The era situated after the influx of punk rock but before the apex of socioeconomic stratification resulting from the dot com boom, the 1990s fostered a period of extraordinary artistic activity in San Francisco. Opening on September 27, 2019 at McEvoy Foundation for the Arts, Blazing and Blasted: Post-Punk Pre-Tech Underground Film in 1990s San Francisco presents experimental short films of the decade from key figures of San Francisco’s underground film community: Craig Baldwin, Chris Johanson, Anne McGuire, Jenni Olson, and Thad Povey, among others. The program is curated by Joel Shepard.
Blazing and Blasted is presented in conjunction with McEvoy Arts’ exhibition Michael Jang’s California. Featuring more than 15 low-budget artists’ films, Shepard identifies a spirit of rebellion and youthful energy in the program akin to Jang’s prolific photographic documentation of all strata of Californian life. An opening reception takes place on Saturday, September 28, 5–8pm in tandem with the reception for Michael Jang’s California.
“This may have been the last time San Francisco had what could be termed an actual ‘underground’ art scene,” Shepard says. “And yet most of these artists continue to work and live here. Organizations like Artists’ Television Access and San Francisco Cinematheque, continue to operate. Let us celebrate that unique moment, when the city burned like ice.”

+ + + + +

§ **Exercises to complete**
a: In the text about the 1990s San Francisco film program, why does Shepard describe that decade as a moment worth celebrating? Answer in one to three sentences.
b: Please continue the announcement about the 1990s San Francisco underground film program, picking up after its final sentence.

(Dataset entries)
+ + + + +

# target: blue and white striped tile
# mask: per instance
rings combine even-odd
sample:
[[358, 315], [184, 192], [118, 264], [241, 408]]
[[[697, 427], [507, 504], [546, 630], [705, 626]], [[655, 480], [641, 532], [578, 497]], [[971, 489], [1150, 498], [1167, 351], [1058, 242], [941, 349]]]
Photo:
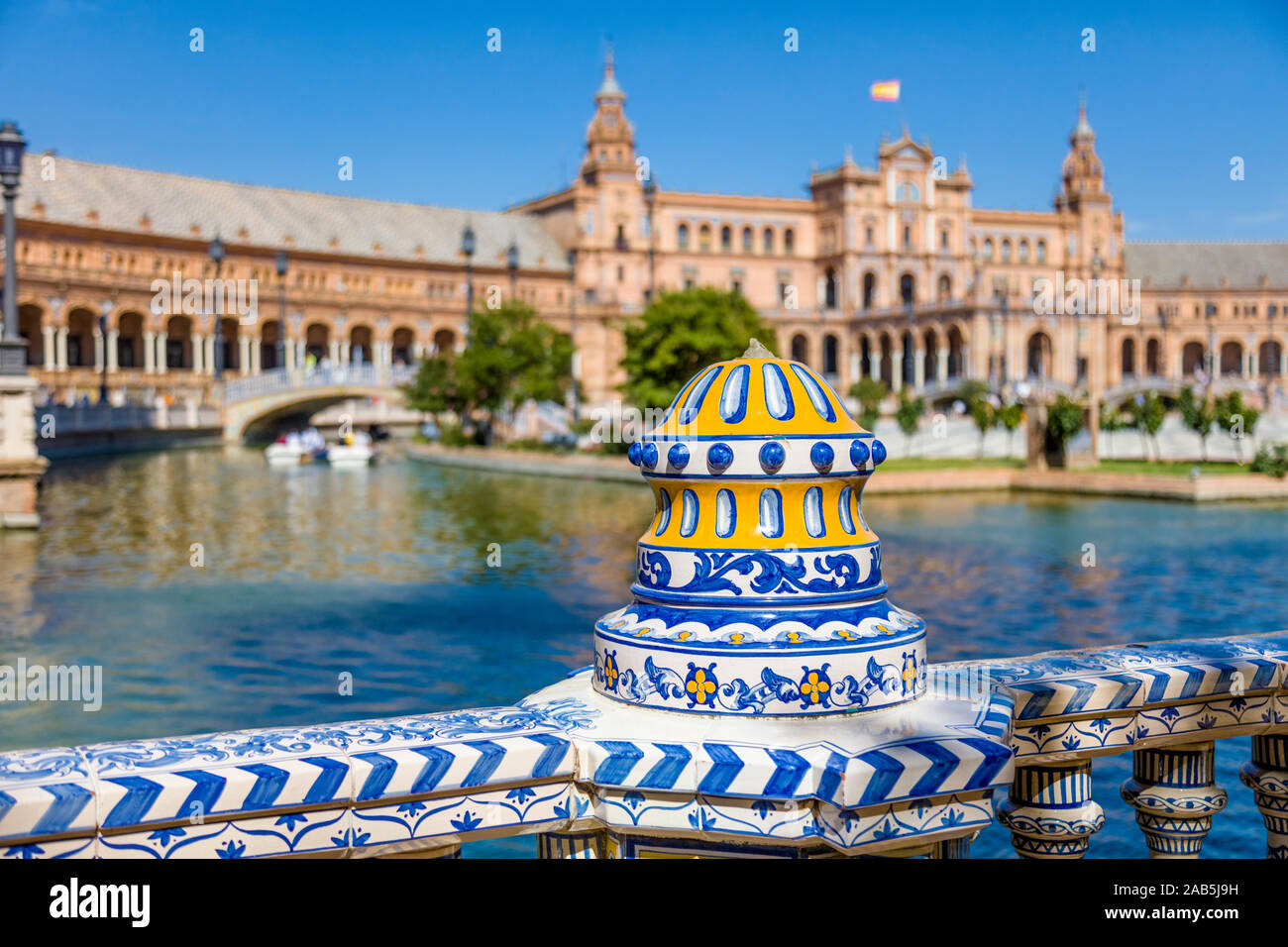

+ + + + +

§ **Final results**
a: Shepard says the 1990s may have been the last time San Francisco had an actual "underground" art scene. He still notes that most of those artists continue to live and work in the city and that organizations like Artists' Television Access and San Francisco Cinematheque still operate.

b:
The program centers on artists drawing inspiration from a vibrant street energy to produce and share work rooted in the physical culture of their surroundings. The city’s independent filmmakers shot, cut, cast, and edited films with whatever was available, experimenting with narrative, poetic, and collagist approaches to create something beautiful that transcended its original context. Jenni Olson’s elegiac narrative Blue Diary (1997) roams San Francisco’s urban landscape from the perspective of a lesbian pining over a chance encounter with a heterosexual girl while Craig Baldwin’s landmark science fiction collage film Tribulation 99: Alien Anomalies Under America (1991) presents an arresting critique of U.S. involvement in post-WWII Latin America. Later, a slowly melting strawberry sundae takes on an aura of postmodernist menace in George Kuchar’s Uncle Evil (1996) that playfully bristles next to the examination of media-defined stereotypes in Cauleen Smith’s Chronicles of a Lying Spirit (by Kelly Gabron) (1998).
Blazing and Blasted celebrates this singular period in the city’s cultural history when irreverent mixtures of subject matter and style collapsed distinctions between high- and low-brow. Yet the program is no nostalgic time-capsule of a bygone San Francisco and its subcultural artifacts. These films are at times grotesque, poignant, disturbing, and ultimately unforgettable. Reencountering them today unleashes vital questions of identity, belonging, home, landscape, and privilege in the context of the city’s current cultural moment.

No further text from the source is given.